_Work order_:
Give back the full set of entries that follows, exactly as written.

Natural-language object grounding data
....

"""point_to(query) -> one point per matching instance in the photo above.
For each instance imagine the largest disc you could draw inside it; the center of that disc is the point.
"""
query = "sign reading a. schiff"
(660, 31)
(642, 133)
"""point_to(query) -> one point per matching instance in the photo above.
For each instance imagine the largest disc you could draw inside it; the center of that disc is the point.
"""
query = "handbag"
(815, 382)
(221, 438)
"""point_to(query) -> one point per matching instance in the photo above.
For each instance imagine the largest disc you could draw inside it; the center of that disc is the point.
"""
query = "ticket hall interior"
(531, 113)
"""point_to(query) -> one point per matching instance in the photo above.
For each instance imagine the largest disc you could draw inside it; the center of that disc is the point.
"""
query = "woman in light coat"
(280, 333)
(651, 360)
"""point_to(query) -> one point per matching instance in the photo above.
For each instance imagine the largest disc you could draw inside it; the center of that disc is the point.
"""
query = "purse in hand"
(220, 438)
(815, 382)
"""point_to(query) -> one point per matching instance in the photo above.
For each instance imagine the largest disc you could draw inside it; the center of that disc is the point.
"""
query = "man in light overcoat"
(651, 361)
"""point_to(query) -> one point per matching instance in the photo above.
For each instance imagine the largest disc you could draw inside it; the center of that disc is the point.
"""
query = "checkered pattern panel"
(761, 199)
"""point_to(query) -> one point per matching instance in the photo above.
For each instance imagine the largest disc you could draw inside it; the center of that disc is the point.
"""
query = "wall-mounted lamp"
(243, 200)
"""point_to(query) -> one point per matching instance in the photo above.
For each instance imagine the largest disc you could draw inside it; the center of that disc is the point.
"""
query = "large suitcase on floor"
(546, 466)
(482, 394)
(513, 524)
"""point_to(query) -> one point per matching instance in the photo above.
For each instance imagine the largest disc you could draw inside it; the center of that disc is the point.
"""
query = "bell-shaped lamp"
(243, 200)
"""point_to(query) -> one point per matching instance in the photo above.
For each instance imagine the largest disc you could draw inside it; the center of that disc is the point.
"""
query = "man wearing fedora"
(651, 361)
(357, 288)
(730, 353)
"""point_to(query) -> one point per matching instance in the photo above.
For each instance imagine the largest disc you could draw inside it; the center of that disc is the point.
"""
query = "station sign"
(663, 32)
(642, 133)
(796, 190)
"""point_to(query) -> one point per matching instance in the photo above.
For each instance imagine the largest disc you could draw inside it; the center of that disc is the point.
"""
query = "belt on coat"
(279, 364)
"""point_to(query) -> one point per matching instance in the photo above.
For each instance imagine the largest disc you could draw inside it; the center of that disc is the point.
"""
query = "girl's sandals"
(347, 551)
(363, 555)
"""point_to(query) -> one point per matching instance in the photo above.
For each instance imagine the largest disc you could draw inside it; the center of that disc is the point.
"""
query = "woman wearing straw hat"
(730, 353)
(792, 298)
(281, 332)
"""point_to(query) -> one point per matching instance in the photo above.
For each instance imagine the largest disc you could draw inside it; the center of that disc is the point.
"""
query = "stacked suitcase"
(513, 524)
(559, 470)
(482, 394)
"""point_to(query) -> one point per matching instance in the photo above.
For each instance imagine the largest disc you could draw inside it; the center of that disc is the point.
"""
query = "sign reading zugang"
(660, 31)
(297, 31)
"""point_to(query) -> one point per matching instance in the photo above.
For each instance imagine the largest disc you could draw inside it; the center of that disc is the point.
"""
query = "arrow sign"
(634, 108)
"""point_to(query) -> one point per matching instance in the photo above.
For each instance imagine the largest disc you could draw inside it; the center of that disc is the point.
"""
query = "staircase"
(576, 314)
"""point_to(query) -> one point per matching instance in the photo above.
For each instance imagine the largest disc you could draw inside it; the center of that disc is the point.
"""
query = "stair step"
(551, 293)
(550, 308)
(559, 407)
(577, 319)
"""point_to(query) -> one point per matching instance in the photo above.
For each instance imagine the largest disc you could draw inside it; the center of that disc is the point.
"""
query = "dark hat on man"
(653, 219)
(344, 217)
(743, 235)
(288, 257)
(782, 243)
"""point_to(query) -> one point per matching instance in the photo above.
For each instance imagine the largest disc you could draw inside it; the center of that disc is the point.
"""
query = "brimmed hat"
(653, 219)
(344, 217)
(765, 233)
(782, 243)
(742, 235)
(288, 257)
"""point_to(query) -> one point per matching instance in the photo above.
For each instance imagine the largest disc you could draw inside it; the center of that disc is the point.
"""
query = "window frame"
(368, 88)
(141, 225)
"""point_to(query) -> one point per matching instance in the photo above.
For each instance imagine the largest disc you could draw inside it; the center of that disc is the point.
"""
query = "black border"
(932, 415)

....

_Output of the task_:
"""point_to(query) -> one point per matching instance in the photo above.
For each instance imagine the largest disc you could draw inside it; the center of that disc is the point.
"""
query = "sign reading a. schiff"
(660, 31)
(642, 133)
"""point_to(query) -> one point per matching instance in the photo above.
For each instance imagine the largest disc you could draw inside it; the center of that disc is the point.
"""
query = "handbag"
(815, 382)
(221, 438)
"""point_to(query) -> one point per matching instance in the photo above.
For each instance imagine the largest disc you could draw inside it; the center of that disc is the point.
"""
query = "ticket hall interior"
(531, 113)
"""point_to(query) -> one point per matching instance in the photo above.
For each instance imagine the largest disc you could draw inside it; the center of that disc is the point.
"""
query = "woman in light coat"
(280, 333)
(651, 360)
"""point_to(query) -> one point per matching instance in the photo above.
For each instance imagine the largest disc you could draw inside it; the center of that disc is the point.
"""
query = "purse in hand"
(220, 438)
(815, 382)
"""point_to(query) -> one point per matching instance in the photo above.
For each instance imagine the largest disc you could draw inside it; the center of that disc is the point.
"""
query = "man in light overcoat"
(651, 361)
"""point_to(query) -> one point per matching instance in the photo above.
For each instance imagine the largest disc you could draw inside it; the center of that disc is the point.
"""
query = "checkered pattern panel"
(761, 199)
"""point_to(query) -> one point per matching instance in the photo above.
For each instance imagine the largest disc you could draw inside it; the center of that disc is the point.
"""
query = "wall-mounted lamp"
(243, 200)
"""point_to(query) -> one point per matching instance in the photo above.
For each instance imagine the largest disc you could draw inside it; the center of that disc is the point.
"""
query = "large suitcase on floor"
(546, 466)
(482, 394)
(513, 524)
"""point_to(query) -> one point per matching instance in the photo above.
For each instance imagine the largest disc you could draw inside it; the center of that disc is the point.
"""
query = "bell-shaped lamp"
(243, 200)
"""point_to(query) -> one point per matching instance in the photo above.
For each instance imagine the largest disc you could draw inside it; the center of that disc is the point.
"""
query = "man wearing fedora"
(651, 361)
(357, 288)
(730, 353)
"""point_to(query) -> one point per matching instance in the photo above.
For each instance imagine the largest disc you could draw inside it; the center of that disc is the point.
"""
query = "station sign"
(663, 32)
(642, 133)
(796, 190)
"""point_to(query) -> one point per matching instance in the photo above.
For each instance imagine the largest disc you could draw inside it; the center of that disc is the point.
"""
query = "belt on coat"
(279, 364)
"""point_to(query) -> one point per matching instance in the photo above.
For each instance imagine the largest disc you could draw inside it; the center of that disc is the point.
"""
query = "girl's sandals"
(347, 551)
(363, 555)
"""point_to(query) -> one point per matching instance in the photo above.
For each instance imagine the largest disc you could draw inside it; the center of that disc is the point.
"""
query = "woman wearing straw hat"
(730, 353)
(792, 298)
(281, 332)
"""point_to(query) -> one point per matching instance in the photo above.
For each instance imagine the largest disc you could draw inside it; the center of that disc is the point.
"""
query = "stacked suitcase"
(513, 524)
(559, 470)
(482, 394)
"""point_to(query) -> one point per matching instance in the photo above.
For each instance imagine the largest disc you could draw inside it; the center of that disc is the point.
"""
query = "sign reading zugang"
(660, 31)
(297, 31)
"""point_to(query) -> one point per matching instance in the photo above.
For each instance imagine the largest disc you could draw inside it; the center of that disc is the point.
"""
query = "arrow sign"
(634, 108)
"""point_to(query) -> one point per matching instance in the photo above.
For each instance imagine the largest disc you could draw inside it; the center of that disc is the point.
"""
query = "staircase"
(576, 314)
"""point_to(query) -> one point per matching instance in the photo above.
For each instance imagine the largest disc you could draw inside it; the center of that disc is the point.
"""
query = "stair step"
(551, 293)
(550, 308)
(559, 407)
(577, 319)
"""point_to(query) -> one point per matching instance in the photo above.
For each instance imagine the largest disc you could draw inside it; the center of that disc is the point.
"""
query = "dark hat on man"
(653, 219)
(344, 217)
(743, 235)
(288, 257)
(782, 243)
"""point_to(query) -> one point per matching instance in the photo above.
For each instance imagine the largest disc you could draw inside it; the center of that disc is the point.
"""
query = "brimmed hat"
(653, 219)
(344, 217)
(765, 233)
(782, 243)
(742, 235)
(288, 257)
"""point_to(query) -> one point per matching instance in the photo above.
For each instance imagine the largest disc you could draw inside it; the center of that disc is the point.
"""
query = "window frame"
(368, 88)
(141, 225)
"""point_to(query) -> one point per matching instance in the photo above.
For each instance imagine the largest disc you could draw inside it; the center of that disc is the point.
"""
query = "black border"
(932, 415)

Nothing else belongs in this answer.